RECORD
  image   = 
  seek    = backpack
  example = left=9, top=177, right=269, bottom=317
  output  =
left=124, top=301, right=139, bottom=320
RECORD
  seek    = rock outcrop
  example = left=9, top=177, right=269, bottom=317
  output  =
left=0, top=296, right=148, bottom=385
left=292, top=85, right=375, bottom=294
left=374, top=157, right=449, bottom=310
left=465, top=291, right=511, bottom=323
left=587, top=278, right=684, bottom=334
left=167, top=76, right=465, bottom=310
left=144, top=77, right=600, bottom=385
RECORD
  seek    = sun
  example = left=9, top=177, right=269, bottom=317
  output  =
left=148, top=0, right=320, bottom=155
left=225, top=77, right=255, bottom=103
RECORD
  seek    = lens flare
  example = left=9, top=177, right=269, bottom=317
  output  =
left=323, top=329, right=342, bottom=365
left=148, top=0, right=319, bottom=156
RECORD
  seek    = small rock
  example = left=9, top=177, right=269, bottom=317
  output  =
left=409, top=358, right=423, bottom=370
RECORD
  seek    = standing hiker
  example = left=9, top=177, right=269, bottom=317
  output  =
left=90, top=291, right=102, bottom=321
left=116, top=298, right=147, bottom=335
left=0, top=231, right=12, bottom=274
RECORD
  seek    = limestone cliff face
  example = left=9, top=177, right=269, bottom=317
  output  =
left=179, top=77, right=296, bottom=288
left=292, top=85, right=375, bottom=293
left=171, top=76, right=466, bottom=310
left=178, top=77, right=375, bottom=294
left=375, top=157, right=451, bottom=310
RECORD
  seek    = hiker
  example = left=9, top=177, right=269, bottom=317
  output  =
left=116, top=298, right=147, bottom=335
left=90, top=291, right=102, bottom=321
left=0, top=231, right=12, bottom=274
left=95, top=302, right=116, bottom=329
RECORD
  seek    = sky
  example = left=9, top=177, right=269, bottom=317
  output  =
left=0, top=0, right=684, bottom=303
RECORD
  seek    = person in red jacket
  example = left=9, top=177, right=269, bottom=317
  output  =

* * *

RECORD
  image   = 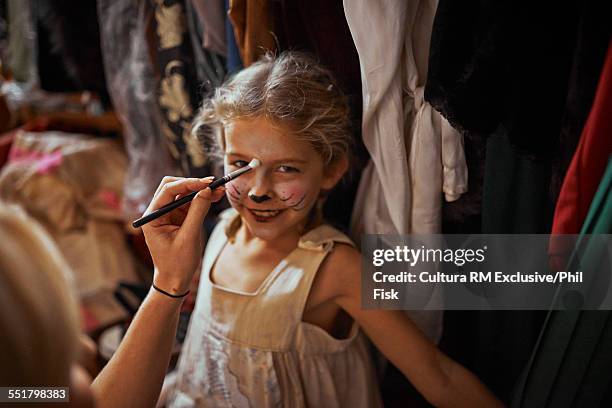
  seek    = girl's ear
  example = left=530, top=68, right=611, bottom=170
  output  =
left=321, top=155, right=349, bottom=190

#### WRITTEN PROBLEM
How many lines in the listing above contain the string "seek"? Reply with the number alone.

#### EXERCISE RESPONSE
11